→ DOCUMENT EXTRACT:
BERLIN: Lufthansa on Monday announced a turnaround plan for Eurowings in which the budget carrier will focus on short-haul flights and seek a 15 percent cut in costs by 2022 in the hope of returning to profit.
The German airline cited falling revenues at Eurowings as a major reason for its warning on full-year profits on June 16. Eurowings’ revenue was also forecast to fall sharply in the second quarter.
Lufthansa said its Eurowings fleet would be standardized on the Airbus A320 family and it would seek to boost productivity at Eurowings by limiting itself in Germany to one air operator’s certificate.
Brussels Airlines — the Belgian national flag carrier which Lufthansa took control of in 2016 — would not be integrated into Eurowings, Lufthansa said. A turnaround plan for Brussels Airlines will be announced in the third quarter.
Lufthansa also said it would start pegging its dividend payout ratio to net profit in the future to give the group more flexibility. It would pay out a regular dividend of 20 percent-40 percent of net profit, adjusted for one-off gains and losses.

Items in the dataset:
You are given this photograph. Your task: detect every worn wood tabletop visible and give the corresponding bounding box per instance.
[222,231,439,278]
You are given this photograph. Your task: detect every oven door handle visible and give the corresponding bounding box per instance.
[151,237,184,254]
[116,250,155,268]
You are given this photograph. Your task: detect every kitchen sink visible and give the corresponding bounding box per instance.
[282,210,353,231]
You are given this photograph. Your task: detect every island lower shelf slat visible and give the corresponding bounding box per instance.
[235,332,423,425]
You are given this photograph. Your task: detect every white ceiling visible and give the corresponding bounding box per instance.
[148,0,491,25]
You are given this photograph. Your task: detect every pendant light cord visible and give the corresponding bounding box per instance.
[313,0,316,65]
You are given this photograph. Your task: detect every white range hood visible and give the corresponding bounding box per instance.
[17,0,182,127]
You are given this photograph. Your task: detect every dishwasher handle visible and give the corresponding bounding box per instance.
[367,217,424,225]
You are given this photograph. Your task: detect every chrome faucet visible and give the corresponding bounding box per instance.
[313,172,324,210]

→ SET OF TASKS:
1. Set down word for word the part of the article on Lufthansa's Eurowings plan that begins at the words containing "BERLIN: Lufthansa on" and stops after "the second quarter.".
2. Take the article on Lufthansa's Eurowings plan further, picking up right after its final sentence.
The dataset lines have no role in this work.

→ WRITTEN RESPONSES:
1.
BERLIN: Lufthansa on Monday announced a turnaround plan for Eurowings in which the budget carrier will focus on short-haul flights and seek a 15 percent cut in costs by 2022 in the hope of returning to profit.
The German airline cited falling revenues at Eurowings as a major reason for its warning on full-year profits on June 16. Eurowings’ revenue was also forecast to fall sharply in the second quarter.

2.
Lufthansa said Eurowings’ long-haul business would be managed by Lufthansa in the future.
Carsten Spohr, Chief Executive Officer of Lufthansa, said Monday’s announcements sent “a clear signal that this company cares about its shareholders and tries to create value for them.”
Lufthansa said its Network Airlines — made up of Lufthansa, Swiss and Austrian Airlines — would aim to use innovations in sales and distribution to make a contribution to increasing unit revenues by 3 percent by 2022.
Network Airlines will aim to reduce unit costs continuously by 1 to 2 percent annually, the airline said.